Natural language region descriptions —
-----

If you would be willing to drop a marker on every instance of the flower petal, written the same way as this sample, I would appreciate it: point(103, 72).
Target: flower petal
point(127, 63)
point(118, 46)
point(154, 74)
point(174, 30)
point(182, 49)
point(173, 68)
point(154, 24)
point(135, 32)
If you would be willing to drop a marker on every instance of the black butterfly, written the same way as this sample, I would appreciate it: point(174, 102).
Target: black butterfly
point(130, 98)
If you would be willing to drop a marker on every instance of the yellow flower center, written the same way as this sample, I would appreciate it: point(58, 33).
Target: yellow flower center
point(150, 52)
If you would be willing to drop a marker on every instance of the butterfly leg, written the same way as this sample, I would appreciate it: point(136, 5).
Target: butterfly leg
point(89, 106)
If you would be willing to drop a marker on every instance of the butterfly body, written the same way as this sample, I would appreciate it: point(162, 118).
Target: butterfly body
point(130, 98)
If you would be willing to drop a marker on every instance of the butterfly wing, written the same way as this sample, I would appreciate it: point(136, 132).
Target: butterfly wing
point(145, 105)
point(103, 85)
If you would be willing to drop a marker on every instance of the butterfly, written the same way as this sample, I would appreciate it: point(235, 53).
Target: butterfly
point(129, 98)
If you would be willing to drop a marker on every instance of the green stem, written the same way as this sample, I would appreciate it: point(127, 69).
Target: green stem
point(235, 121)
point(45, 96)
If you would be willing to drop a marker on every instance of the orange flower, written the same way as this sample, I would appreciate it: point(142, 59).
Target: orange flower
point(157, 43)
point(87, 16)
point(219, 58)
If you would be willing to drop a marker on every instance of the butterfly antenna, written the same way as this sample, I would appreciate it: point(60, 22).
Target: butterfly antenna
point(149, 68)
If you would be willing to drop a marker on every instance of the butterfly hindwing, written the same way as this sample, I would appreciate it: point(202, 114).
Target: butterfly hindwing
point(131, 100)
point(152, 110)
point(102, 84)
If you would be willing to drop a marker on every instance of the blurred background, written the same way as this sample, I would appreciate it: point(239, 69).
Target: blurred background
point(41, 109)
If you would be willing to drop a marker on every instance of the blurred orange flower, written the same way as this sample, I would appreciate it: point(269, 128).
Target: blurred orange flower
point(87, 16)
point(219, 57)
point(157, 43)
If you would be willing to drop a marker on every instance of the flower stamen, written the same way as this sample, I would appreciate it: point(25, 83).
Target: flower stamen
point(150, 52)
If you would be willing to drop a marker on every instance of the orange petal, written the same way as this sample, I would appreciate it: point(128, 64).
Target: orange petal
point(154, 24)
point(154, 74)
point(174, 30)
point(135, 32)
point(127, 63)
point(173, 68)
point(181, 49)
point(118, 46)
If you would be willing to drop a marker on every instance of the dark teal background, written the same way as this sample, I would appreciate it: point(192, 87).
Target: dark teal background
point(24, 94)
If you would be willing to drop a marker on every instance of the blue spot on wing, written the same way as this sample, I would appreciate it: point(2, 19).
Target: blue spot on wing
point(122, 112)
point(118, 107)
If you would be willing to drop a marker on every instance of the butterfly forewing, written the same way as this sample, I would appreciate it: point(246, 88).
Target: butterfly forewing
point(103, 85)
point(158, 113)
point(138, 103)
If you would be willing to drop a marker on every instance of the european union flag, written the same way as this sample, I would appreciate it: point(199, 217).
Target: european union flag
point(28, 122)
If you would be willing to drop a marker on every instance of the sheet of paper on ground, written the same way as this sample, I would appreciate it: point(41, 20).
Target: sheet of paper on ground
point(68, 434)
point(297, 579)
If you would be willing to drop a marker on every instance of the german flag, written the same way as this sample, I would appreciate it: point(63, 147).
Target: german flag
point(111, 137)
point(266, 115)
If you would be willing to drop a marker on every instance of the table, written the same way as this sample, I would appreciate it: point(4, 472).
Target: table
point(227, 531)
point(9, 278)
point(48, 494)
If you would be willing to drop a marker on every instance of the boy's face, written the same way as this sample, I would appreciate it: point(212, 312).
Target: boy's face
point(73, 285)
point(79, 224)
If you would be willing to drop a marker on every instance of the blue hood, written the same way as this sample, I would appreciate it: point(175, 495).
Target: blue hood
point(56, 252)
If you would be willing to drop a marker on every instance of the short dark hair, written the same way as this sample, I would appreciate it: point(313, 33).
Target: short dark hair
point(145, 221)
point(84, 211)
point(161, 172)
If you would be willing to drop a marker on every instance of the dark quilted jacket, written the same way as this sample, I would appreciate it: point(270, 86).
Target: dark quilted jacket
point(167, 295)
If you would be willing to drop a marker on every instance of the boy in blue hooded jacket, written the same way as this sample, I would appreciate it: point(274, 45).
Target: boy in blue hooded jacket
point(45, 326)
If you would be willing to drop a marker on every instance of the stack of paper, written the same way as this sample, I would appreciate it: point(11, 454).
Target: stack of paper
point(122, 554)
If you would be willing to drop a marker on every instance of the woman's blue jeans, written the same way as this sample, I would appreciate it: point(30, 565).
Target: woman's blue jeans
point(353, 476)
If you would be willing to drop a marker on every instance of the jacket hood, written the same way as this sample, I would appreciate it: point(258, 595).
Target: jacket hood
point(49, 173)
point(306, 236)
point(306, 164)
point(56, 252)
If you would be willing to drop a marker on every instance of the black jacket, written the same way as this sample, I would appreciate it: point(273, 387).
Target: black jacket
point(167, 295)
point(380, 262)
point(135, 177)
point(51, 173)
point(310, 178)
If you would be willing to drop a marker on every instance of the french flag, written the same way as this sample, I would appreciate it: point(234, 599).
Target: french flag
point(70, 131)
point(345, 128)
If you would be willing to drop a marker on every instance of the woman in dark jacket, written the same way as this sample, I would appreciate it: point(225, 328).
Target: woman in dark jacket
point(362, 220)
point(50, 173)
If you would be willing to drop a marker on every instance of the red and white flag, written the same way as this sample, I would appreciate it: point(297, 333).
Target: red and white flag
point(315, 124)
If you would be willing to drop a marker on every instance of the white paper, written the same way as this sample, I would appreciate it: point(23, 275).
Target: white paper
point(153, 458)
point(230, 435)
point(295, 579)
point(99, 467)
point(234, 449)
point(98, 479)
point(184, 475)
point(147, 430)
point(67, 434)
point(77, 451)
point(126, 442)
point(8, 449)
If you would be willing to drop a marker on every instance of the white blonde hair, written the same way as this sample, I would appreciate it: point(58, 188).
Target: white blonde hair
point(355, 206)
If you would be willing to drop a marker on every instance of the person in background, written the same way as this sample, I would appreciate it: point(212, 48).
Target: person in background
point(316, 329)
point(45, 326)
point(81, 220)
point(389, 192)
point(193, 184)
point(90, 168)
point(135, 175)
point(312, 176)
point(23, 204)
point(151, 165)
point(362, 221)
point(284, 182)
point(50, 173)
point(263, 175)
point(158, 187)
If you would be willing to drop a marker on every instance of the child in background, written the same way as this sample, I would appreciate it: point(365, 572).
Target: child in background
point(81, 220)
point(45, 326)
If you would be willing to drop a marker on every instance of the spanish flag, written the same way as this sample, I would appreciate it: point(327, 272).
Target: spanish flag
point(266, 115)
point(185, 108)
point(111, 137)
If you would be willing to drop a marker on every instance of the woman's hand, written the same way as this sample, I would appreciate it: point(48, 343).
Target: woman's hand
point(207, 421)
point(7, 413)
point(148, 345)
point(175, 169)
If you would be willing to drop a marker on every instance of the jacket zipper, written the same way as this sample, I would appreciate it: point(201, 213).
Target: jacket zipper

-----

All entries must be duplicated exactly, with none left out.

Exercise answer —
If you would be willing to drop a marker on every instance of the flower petal, written the same way as this sample, I would appreciate it: point(103, 72).
Target: flower petal
point(127, 63)
point(118, 46)
point(154, 74)
point(174, 30)
point(182, 49)
point(173, 68)
point(154, 24)
point(135, 32)
If you would be willing to drop a marker on every instance of the black butterfly, written the same way as this sample, I would appreciate it: point(174, 102).
Target: black butterfly
point(130, 98)
If you would be willing to drop a marker on every instance of the yellow flower center, written the same way as this sample, I would appreciate it: point(58, 33).
Target: yellow flower center
point(150, 52)
If you would be willing to drop a marker on every instance of the butterfly leg, written the same way as this sample, I would appreciate it: point(136, 5).
Target: butterfly leg
point(89, 106)
If you would be willing to drop a marker on every instance of the butterfly body, written the same way as this sample, I would appreciate it: point(162, 118).
Target: butterfly body
point(130, 98)
If you would be willing to drop a marker on every instance of the butterfly wing, written the same way as this sample, I would appreciate it: point(136, 132).
Target: butterfly wing
point(145, 105)
point(103, 85)
If you would be willing to drop a marker on every instance of the butterfly, written the same way as this sample, I would appreciate it: point(235, 53).
Target: butterfly
point(129, 98)
If you would be willing to drop a marker on every instance of the green stem, written the same way as this sample, I would appreciate it: point(127, 69).
Target: green stem
point(235, 121)
point(45, 96)
If you would be willing to drop a marker on every instance of the orange flower, written the same way as this sample, I would appreciate it: point(142, 59).
Target: orange flower
point(157, 43)
point(87, 16)
point(219, 58)
If you would be willing to drop a marker on every instance of the butterfly antenna, written the same way as this sample, I would appreciate it: point(60, 22).
Target: butterfly antenna
point(149, 68)
If you would be willing to drop a marker on every instance of the butterfly hindwing, written the same way as this sample, I would appreciate it: point(202, 114).
Target: butterfly hindwing
point(131, 100)
point(152, 110)
point(102, 84)
If you would be willing to drop a marker on every instance of the blurred background, written the same way as this sample, I would appreciate it: point(239, 69).
Target: blurred background
point(41, 109)
If you would be willing to drop a marker on every instance of the blurred orange flower, written the same way as this sample, I would appreciate it: point(269, 128).
Target: blurred orange flower
point(87, 16)
point(219, 57)
point(157, 43)
If you would be willing to drop a marker on every instance of the flower stamen, written the same way as this sample, I would appreciate it: point(25, 83).
Target: flower stamen
point(150, 52)
If you would be willing to drop a marker on every instance of the orange petal, written the same way as this sample, I would appreciate it: point(128, 64).
Target: orange petal
point(154, 24)
point(154, 74)
point(174, 30)
point(135, 32)
point(127, 63)
point(173, 68)
point(181, 49)
point(118, 46)
If you would be willing to drop a marker on every instance of the dark teal background, written the same way as this sample, I would appreciate it: point(192, 87).
Target: dark teal background
point(24, 94)
If you would be willing to drop a marker on every instance of the blue spot on wing, written the same way as this sample, I would appreciate it: point(2, 19).
Target: blue spot on wing
point(122, 112)
point(118, 107)
If you would be willing to drop a marker on every instance of the butterfly forewing, written the same way as this sample, I would appreciate it: point(246, 88).
Target: butterfly forewing
point(103, 85)
point(158, 113)
point(138, 103)
If you would be willing to drop a marker on every instance of the european union flag, written the same way as this sample, I would appreciate it: point(199, 217).
Target: european union flag
point(28, 122)
If you would be willing to drop a marker on every instance of the sheet of paper on ground, written the same way as this sample, I would appreciate it: point(41, 20).
Target: sheet of paper on ground
point(68, 434)
point(297, 579)
If you would be willing to drop a marker on every instance of the german flag, written the same way as this sample, I would appreciate it: point(63, 147).
Target: german flag
point(111, 137)
point(266, 115)
If you would be willing to drop a marker on every instance of the table, written the same way as this sample, I would appreciate it: point(4, 472).
Target: table
point(227, 531)
point(9, 278)
point(48, 494)
If you would be willing to drop a marker on every instance of the boy's face, written the same way as this sample, I would appreciate it: point(212, 312).
Target: boy's face
point(73, 285)
point(79, 224)
If you would be willing to drop a marker on every instance of the blue hood, written the same way as this sample, I would appreciate it: point(175, 495).
Target: blue hood
point(56, 252)
If you would be willing to drop a marker on every instance of the short dark hair, written the same way as this sample, I would appreciate it: point(313, 33).
Target: short dark hair
point(145, 221)
point(84, 211)
point(161, 172)
If you would be willing to drop a marker on every instance of the dark quilted jacket, written the same way as this sample, I would appreciate it: point(270, 86).
Target: dark quilted jacket
point(167, 295)
If you would be willing to drop a marker on every instance of the boy in blue hooded jacket, written the same way as this sample, I would appreciate it: point(274, 45).
Target: boy in blue hooded jacket
point(45, 326)
If you would be willing to drop a marker on every instance of the stack of paper, written the same way as this sample, I would appreciate it: point(11, 454).
Target: stack of paper
point(122, 554)
If you would be willing to drop a marker on every instance of the woman's blue jeans, written the same way as this sample, I would appreciate it: point(30, 565).
Target: woman's blue jeans
point(353, 476)
If you would be willing to drop a marker on every instance of the jacket hood, written the same way as this sample, I would appreciate it: point(258, 595).
Target: jacket hood
point(49, 173)
point(306, 236)
point(306, 164)
point(56, 252)
If you would be willing to drop a marker on every instance of the black jacket, written the same way as this sample, I would appreciate it: point(273, 387).
Target: black jacket
point(167, 295)
point(380, 262)
point(135, 177)
point(51, 173)
point(310, 178)
If you would be willing to drop a marker on every instance of the french flag, written the same way as this sample, I would appreciate it: point(234, 599).
Target: french flag
point(70, 131)
point(345, 128)
If you would be willing to drop a marker on every instance of the woman in dark jacket, written the same way as this sample, I would appreciate it: point(225, 328).
Target: woman in dark jacket
point(362, 220)
point(50, 173)
If you would be willing to drop a marker on every instance of the red and white flag, written the same way as this sample, I would appreciate it: point(297, 333).
Target: red and white flag
point(315, 124)
If you would be willing to drop a marker on every instance of the white paper, written the same way as this sample, I would appreciate it: point(23, 275).
Target: white paper
point(153, 458)
point(230, 435)
point(295, 579)
point(99, 467)
point(234, 449)
point(98, 479)
point(184, 475)
point(147, 430)
point(67, 434)
point(77, 451)
point(126, 442)
point(8, 449)
If you would be willing to drop a marker on every instance of the white blonde hair, written the same way as this sample, I would appreciate it: point(58, 188).
Target: white blonde hair
point(355, 206)
If you would be willing to drop a marker on every instance of the person in background, written the same way as this sample, I would appreciate it: point(212, 48).
Target: person in background
point(316, 329)
point(45, 326)
point(81, 220)
point(389, 192)
point(193, 184)
point(90, 168)
point(135, 175)
point(312, 176)
point(23, 204)
point(151, 165)
point(362, 221)
point(284, 182)
point(50, 173)
point(263, 175)
point(158, 187)
If you would be willing to drop a marker on every instance of the child in background, written the same way as this sample, I would appreciate it: point(365, 572).
Target: child in background
point(81, 220)
point(45, 326)
If you would be willing to drop a marker on every instance of the spanish flag, written the same way as this sample, I would appreciate it: point(327, 272).
Target: spanish flag
point(266, 115)
point(185, 108)
point(111, 137)
If you would be willing to drop a marker on every instance of the woman's hand, written the same way as this sample, I would appreciate it: point(48, 343).
Target: woman's hand
point(207, 421)
point(7, 413)
point(148, 345)
point(175, 169)
If you would be willing to drop a marker on every instance of the jacket zipper, written the same way as this sample, I would appreciate it: point(201, 213).
Target: jacket zipper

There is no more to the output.